Sociólogo, doutor em Geografia Humana pela USP, colunista e escritor
Por que há tanta polêmica em torno do Estatuto da Igualdade Racial?
Na sua versão original, que tem muitos anos e tramita desde o início da década, ele configurava algo como uma nova Constituição Federal, em que o país seria redefinido não como uma nação, mas como uma confe­deração de duas nações. Estas palavras não estavam lá, mas este é o sentido. O texto tratava o Brasil como um território onde haveria uma nação de raça branca e uma nação de raça negra. O que a lei trazia, na verdade, era uma proposta de divisão dos bens públicos entre as duas nações. Ha­veria cotas raciais – não só ensino publico, mas também no serviço público e a sugestão de cotas no mercado de trabalho e no marketing –, criando uma série de instituições de autoadministração da nação negra, que seriam financiadas por recursos públicos. Era uma nova Constituição, que se baseava na supressão da ideia de uma nação única. Quando as ONGs do movimento negro pedem a retirada do projeto, é porque, com o acordo feito, ele perde este sentido. Torna-se uma declaração de inten­ções contra o racismo. As ONGs não são contra o racismo. Elas, na verda­de, acham que o racismo é bom, é necessário, porque produz consciên­cia racial. Elas não querem uma de­claração de intenções contra o ra­cismo, querem uma Constituição que racialize o Brasil e que nos divida entre duas nações, por isso a polêmi­ca.

Enunciado da tarefa: Continue o texto acima sobre o Estatuto da Igualdade Racial a partir do ponto em que ele termina.

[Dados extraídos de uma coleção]
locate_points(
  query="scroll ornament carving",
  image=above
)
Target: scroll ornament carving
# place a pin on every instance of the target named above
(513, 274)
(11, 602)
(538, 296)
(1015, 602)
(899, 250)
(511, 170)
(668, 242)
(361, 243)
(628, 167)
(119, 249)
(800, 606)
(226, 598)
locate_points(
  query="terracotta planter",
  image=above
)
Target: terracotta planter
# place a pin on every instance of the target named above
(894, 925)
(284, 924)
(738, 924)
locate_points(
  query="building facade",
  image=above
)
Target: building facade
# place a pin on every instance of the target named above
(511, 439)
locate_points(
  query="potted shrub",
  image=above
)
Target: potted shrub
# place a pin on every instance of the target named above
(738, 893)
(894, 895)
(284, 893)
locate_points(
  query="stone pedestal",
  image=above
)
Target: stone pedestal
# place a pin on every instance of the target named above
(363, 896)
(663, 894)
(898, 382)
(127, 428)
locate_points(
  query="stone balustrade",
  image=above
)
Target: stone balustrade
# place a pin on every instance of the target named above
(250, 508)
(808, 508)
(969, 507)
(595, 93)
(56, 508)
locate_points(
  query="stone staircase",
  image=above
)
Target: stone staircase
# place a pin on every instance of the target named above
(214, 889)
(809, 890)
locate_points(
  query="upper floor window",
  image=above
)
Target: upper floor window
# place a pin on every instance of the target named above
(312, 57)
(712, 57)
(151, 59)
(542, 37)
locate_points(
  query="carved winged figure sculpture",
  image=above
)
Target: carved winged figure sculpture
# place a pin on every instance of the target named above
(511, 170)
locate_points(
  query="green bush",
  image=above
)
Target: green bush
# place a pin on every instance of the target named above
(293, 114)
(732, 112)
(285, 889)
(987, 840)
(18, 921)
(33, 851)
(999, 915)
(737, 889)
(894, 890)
==
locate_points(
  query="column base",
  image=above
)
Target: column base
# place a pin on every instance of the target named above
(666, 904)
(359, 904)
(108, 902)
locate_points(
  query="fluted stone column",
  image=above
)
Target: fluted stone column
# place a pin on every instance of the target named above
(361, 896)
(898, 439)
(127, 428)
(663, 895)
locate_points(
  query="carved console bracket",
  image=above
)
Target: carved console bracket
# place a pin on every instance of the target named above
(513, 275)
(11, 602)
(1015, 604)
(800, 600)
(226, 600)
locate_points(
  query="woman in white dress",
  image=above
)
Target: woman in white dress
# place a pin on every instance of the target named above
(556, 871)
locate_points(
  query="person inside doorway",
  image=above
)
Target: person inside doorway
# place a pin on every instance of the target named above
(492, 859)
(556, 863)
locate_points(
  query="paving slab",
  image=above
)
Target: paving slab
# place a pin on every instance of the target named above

Resposta do exercício:
No seu livro mais recente livro, Gota de Sangue, o senhor relaciona política e o “mito da raça”. Por quê?
O poder político tem os meios para produzir a raça como um elemento real na vida política das nações. Procurei mostrar ao longo do livro como diversos Estados, dentro de diversas circunstâncias históricas, constituem a raça na vida política das nações. Não é que o conceito exista, ele é produzido. O Estatuto da Igualdade Racial instituiria a raça por lei no Brasil, seria um ato do Estado de instituição legal da raça. Se fosse aprovado na versão original, passaríamos a viver em um país que define por lei o estatuto político de acordo com a raça. Embora raça não exista na biologia, pode ser produzida na política. Não conheço em detalhes o substitutivo, mas posso dizer que, nas versões anteriores, a lei instituía a raça como um elemento definidor da vida política no Brasil.
Há um caminho para solucionar estes conflitos?
A existência de diferentes posições não precisa ser solucionada. Opiniões diferentes existem em qualquer democracia. As ONGs podem ter sua posição à vontade. Espero que o Estado, o Parlamento, o Executivo e o Judiciário rejeitem a anulação da Constituição do Brasil. O país é formado por cidadãos, e a raça não é reconhecida pela lei. Cada pessoa, grupo ou ONG pode se imaginar como pertencendo a uma raça; isto é terreno da vida pessoal e cultural. Cada um pode imaginar identidade racial para si, e o Estado não tem de interferir, mas também não pode adotar a ideia da raça como lei e converter as identidades em legislação, ou impor à sociedade que se organize desta forma.